■ Activity: Your task is to copy the stretch of lines in the records below that begins with the line containing "Task: locate every instance of the blue diesel" and ends with the line containing "Task: locate every instance of the blue steam", exactly as written, with nothing added.

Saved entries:

━━━━

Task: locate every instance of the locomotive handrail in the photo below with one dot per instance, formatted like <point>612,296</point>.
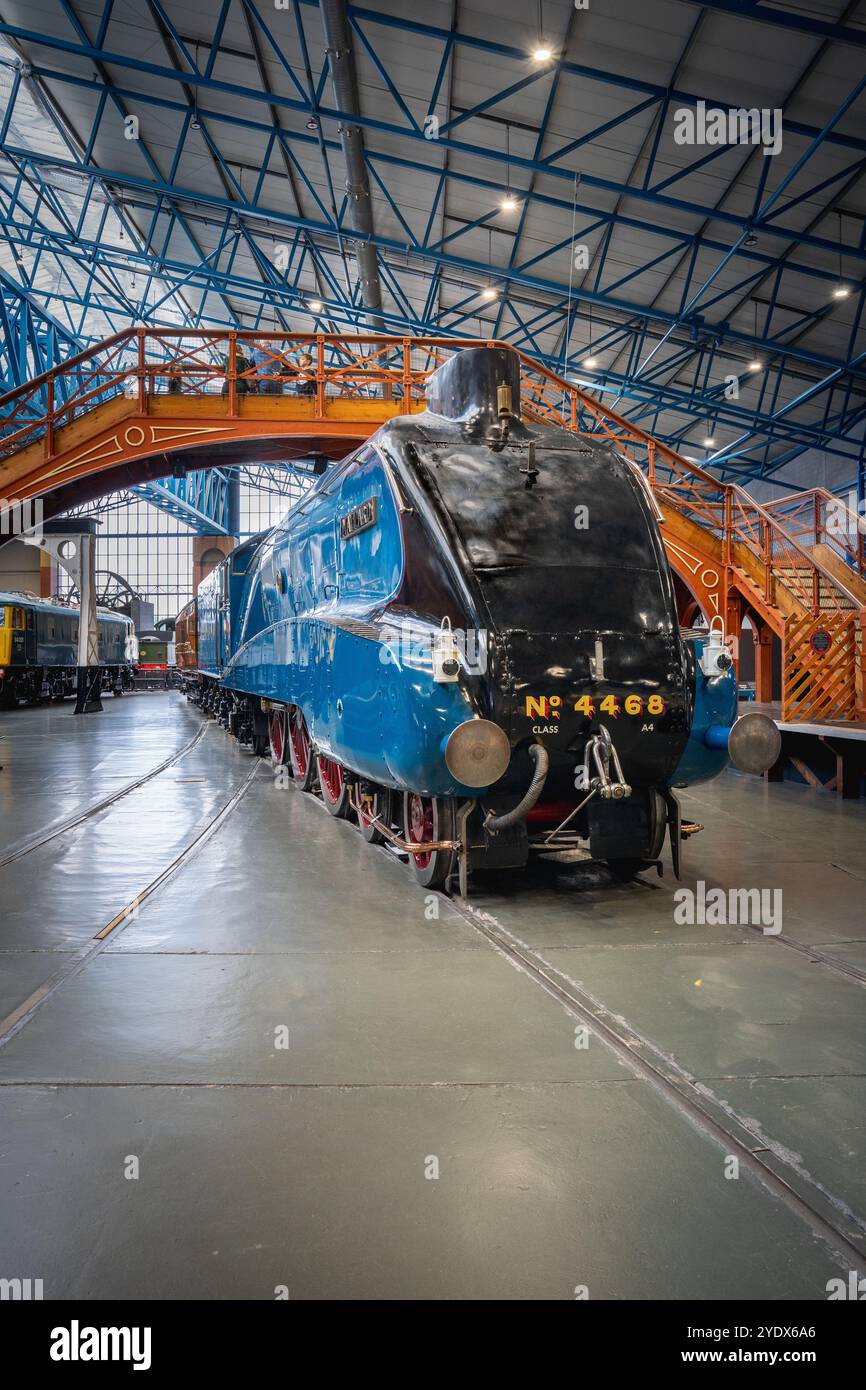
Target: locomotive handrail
<point>184,362</point>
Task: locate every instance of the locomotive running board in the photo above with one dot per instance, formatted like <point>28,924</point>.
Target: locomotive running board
<point>674,824</point>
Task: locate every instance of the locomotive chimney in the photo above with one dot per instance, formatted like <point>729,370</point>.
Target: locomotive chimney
<point>478,387</point>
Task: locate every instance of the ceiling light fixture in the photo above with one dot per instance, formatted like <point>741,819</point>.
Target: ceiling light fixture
<point>509,202</point>
<point>542,52</point>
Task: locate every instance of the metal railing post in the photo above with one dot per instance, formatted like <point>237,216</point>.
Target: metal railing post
<point>141,373</point>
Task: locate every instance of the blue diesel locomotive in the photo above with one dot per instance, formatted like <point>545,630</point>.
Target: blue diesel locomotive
<point>39,649</point>
<point>466,635</point>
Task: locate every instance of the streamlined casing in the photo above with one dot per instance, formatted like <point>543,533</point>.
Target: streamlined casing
<point>537,552</point>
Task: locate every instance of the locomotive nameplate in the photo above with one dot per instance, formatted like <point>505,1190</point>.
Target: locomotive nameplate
<point>360,519</point>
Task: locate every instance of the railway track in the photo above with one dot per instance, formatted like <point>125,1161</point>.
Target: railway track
<point>78,819</point>
<point>830,1218</point>
<point>18,1019</point>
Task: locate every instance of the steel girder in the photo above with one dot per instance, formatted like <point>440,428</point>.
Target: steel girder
<point>655,344</point>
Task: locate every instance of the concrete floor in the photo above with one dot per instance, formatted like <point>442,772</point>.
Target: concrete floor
<point>414,1044</point>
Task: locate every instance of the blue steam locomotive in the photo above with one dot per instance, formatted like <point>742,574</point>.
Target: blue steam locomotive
<point>466,637</point>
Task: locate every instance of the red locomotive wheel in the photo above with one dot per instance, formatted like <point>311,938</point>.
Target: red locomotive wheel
<point>430,818</point>
<point>334,790</point>
<point>277,737</point>
<point>303,766</point>
<point>378,804</point>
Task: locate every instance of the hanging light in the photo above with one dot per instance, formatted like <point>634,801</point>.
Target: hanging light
<point>591,360</point>
<point>509,202</point>
<point>542,52</point>
<point>841,289</point>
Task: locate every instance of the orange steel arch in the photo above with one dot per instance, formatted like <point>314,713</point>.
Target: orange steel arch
<point>146,402</point>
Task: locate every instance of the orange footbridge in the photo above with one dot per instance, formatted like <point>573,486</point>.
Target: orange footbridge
<point>146,403</point>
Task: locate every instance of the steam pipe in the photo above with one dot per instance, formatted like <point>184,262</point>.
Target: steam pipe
<point>533,792</point>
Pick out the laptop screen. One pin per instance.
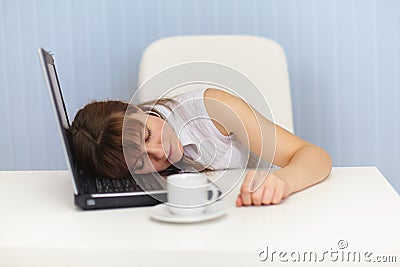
(56, 98)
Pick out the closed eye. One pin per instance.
(148, 135)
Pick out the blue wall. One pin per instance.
(343, 57)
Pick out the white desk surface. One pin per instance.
(40, 226)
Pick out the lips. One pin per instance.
(170, 152)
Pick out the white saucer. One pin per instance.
(161, 212)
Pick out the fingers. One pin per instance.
(272, 191)
(239, 202)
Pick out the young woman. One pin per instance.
(205, 129)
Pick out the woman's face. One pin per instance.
(161, 147)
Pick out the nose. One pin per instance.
(155, 151)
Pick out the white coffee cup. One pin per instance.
(188, 193)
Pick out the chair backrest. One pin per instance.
(262, 60)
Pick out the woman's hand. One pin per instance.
(272, 190)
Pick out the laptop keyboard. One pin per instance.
(105, 185)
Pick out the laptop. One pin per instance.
(99, 192)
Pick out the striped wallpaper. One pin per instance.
(343, 57)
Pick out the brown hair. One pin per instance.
(96, 135)
(97, 139)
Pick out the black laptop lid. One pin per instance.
(56, 98)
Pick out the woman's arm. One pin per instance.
(303, 164)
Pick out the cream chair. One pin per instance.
(261, 60)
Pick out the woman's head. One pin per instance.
(112, 138)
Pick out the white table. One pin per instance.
(40, 226)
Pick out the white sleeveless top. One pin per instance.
(200, 139)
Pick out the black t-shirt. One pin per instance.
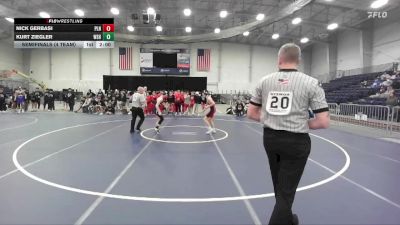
(71, 97)
(197, 99)
(51, 96)
(203, 99)
(171, 99)
(3, 97)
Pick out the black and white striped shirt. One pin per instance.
(285, 98)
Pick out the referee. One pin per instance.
(138, 103)
(281, 103)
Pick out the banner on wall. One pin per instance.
(183, 60)
(165, 61)
(146, 60)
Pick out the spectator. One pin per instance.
(392, 100)
(3, 97)
(71, 100)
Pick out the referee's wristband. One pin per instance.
(256, 104)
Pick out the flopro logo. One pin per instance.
(377, 15)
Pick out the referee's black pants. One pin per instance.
(135, 113)
(287, 154)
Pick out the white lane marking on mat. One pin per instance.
(359, 185)
(23, 125)
(345, 178)
(182, 142)
(372, 154)
(153, 199)
(249, 207)
(59, 151)
(391, 140)
(11, 142)
(184, 133)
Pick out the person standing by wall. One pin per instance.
(281, 104)
(71, 100)
(138, 103)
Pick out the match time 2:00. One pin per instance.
(108, 36)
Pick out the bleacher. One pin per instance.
(348, 89)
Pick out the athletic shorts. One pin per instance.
(211, 113)
(20, 99)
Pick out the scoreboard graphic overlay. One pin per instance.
(64, 33)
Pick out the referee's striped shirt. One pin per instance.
(285, 98)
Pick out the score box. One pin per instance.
(104, 44)
(108, 36)
(108, 27)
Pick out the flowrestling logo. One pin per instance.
(377, 15)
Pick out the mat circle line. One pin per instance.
(154, 199)
(184, 142)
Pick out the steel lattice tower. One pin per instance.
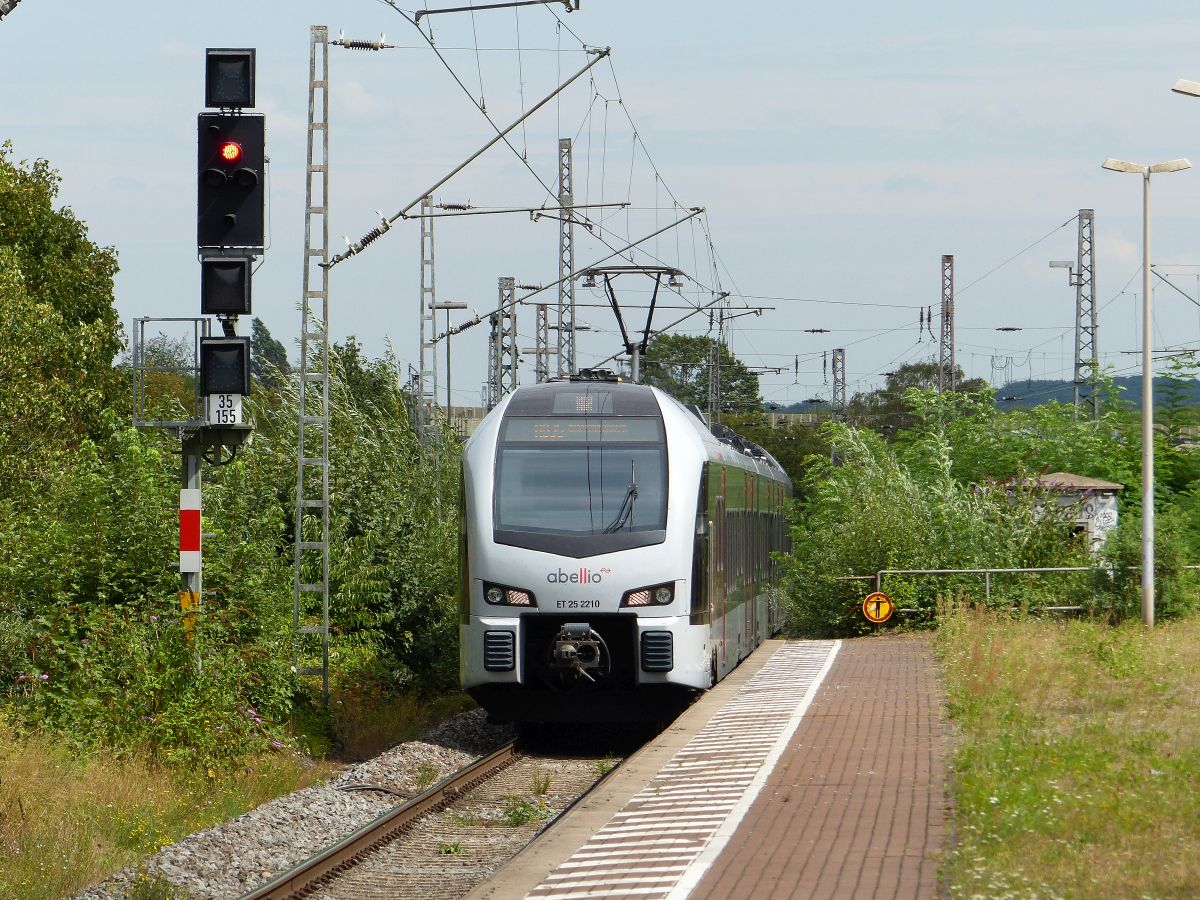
(311, 583)
(503, 354)
(1087, 351)
(565, 262)
(839, 385)
(541, 343)
(427, 366)
(947, 364)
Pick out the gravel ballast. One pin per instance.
(238, 856)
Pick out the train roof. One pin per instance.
(601, 393)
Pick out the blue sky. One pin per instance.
(839, 151)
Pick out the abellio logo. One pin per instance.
(583, 576)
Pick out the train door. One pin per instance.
(751, 592)
(724, 582)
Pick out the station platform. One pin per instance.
(814, 771)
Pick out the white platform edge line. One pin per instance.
(691, 877)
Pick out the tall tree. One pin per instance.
(60, 327)
(682, 364)
(268, 359)
(885, 409)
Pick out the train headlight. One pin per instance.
(502, 595)
(655, 594)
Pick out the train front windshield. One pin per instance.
(581, 477)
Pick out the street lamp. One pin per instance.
(1147, 382)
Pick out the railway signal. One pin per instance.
(231, 183)
(229, 227)
(225, 286)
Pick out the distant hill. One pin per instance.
(1036, 391)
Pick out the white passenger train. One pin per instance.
(615, 552)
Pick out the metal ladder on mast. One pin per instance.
(311, 624)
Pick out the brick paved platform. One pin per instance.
(856, 807)
(815, 771)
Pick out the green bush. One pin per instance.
(1117, 579)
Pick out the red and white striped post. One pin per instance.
(190, 589)
(190, 531)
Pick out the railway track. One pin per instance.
(453, 837)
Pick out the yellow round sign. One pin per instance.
(877, 607)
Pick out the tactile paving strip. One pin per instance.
(663, 840)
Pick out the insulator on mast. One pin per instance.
(351, 45)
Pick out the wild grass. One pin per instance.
(67, 821)
(1077, 757)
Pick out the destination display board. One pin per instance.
(583, 431)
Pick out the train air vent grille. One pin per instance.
(657, 652)
(499, 651)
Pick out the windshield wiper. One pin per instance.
(627, 505)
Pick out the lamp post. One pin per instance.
(1147, 383)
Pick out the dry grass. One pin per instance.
(1078, 757)
(66, 822)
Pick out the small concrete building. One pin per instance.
(1093, 499)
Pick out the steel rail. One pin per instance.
(382, 829)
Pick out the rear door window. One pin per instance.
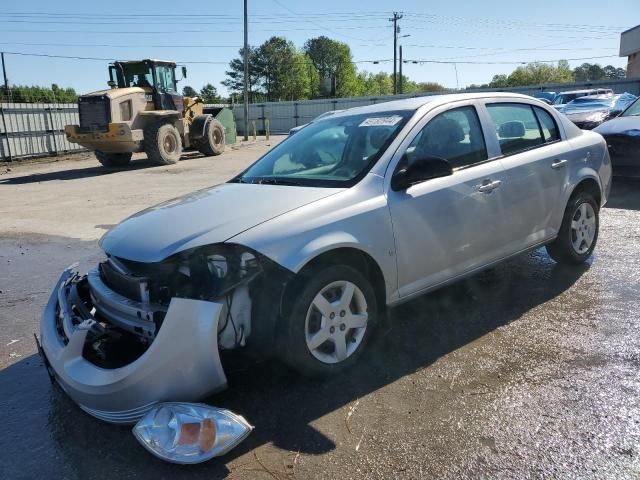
(454, 135)
(516, 126)
(548, 125)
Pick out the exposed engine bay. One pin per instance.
(129, 300)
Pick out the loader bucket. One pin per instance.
(225, 117)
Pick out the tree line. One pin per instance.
(543, 73)
(322, 68)
(37, 94)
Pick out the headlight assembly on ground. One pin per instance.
(188, 433)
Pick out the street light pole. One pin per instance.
(4, 74)
(246, 74)
(400, 78)
(395, 19)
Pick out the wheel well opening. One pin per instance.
(590, 186)
(356, 259)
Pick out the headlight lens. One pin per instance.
(596, 116)
(190, 432)
(125, 110)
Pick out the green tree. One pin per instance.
(430, 87)
(209, 94)
(499, 81)
(188, 91)
(284, 72)
(37, 94)
(614, 73)
(588, 72)
(235, 75)
(334, 64)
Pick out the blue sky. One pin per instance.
(472, 34)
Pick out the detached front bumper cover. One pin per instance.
(182, 363)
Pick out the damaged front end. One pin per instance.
(128, 335)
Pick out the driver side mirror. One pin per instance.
(420, 170)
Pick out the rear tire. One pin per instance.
(111, 160)
(213, 141)
(579, 231)
(162, 143)
(327, 329)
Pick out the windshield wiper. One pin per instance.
(266, 181)
(277, 181)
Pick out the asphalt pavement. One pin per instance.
(528, 370)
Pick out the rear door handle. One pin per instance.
(489, 186)
(558, 164)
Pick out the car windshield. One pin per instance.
(334, 152)
(633, 110)
(135, 75)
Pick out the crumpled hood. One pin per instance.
(205, 217)
(620, 125)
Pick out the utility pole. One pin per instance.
(4, 73)
(400, 79)
(395, 19)
(246, 74)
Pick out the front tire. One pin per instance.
(579, 231)
(213, 141)
(111, 160)
(331, 321)
(162, 143)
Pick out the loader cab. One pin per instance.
(156, 77)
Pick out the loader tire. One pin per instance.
(213, 141)
(162, 143)
(111, 160)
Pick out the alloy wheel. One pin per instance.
(336, 322)
(583, 228)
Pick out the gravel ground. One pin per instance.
(529, 370)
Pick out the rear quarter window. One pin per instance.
(547, 124)
(516, 126)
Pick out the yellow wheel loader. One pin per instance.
(143, 112)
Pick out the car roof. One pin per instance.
(585, 90)
(435, 100)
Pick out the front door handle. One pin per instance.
(558, 164)
(488, 186)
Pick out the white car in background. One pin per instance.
(300, 254)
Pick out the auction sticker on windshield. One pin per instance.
(381, 121)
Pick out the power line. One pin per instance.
(277, 2)
(372, 61)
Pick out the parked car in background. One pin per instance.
(319, 117)
(546, 97)
(590, 111)
(300, 254)
(622, 135)
(562, 98)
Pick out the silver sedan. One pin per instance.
(300, 254)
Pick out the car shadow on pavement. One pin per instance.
(88, 172)
(625, 193)
(283, 406)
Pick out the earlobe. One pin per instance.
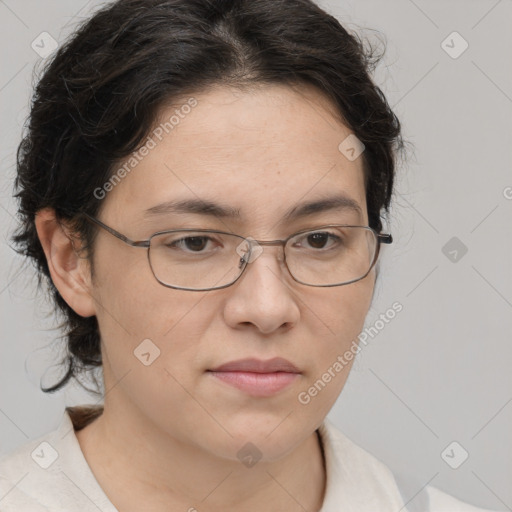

━━━━

■ Solved problem:
Task: locate every instance of the blue diesel locomotive in the photo above with one dot per instance, formatted like <point>545,630</point>.
Target: blue diesel locomotive
<point>39,649</point>
<point>466,635</point>
Task: locate every instance of the streamlined casing in the photo above with one dot per instance, formatted like <point>543,533</point>.
Target: streamlined casing
<point>537,552</point>
Task: locate every instance of the locomotive nameplate in the photo above with one dot per instance, formatted like <point>505,1190</point>.
Target: locomotive nameplate
<point>360,519</point>
Task: locate every instance of the railway track in the photo above with one dot per instance, formatted like <point>125,1161</point>.
Target: railway track
<point>78,819</point>
<point>830,1218</point>
<point>18,1019</point>
Task: locate every instance of the steel girder in the photo above with one dot per instance, formatted like <point>440,428</point>.
Target: steel girder
<point>655,344</point>
Task: locate every instance of the concrete floor in the photo above with one dot per instance, formatted like <point>442,772</point>.
Target: concrete floor
<point>414,1044</point>
Task: locate every instance of the blue steam locomotive in the photo above with one dot per instance, formatted like <point>742,574</point>.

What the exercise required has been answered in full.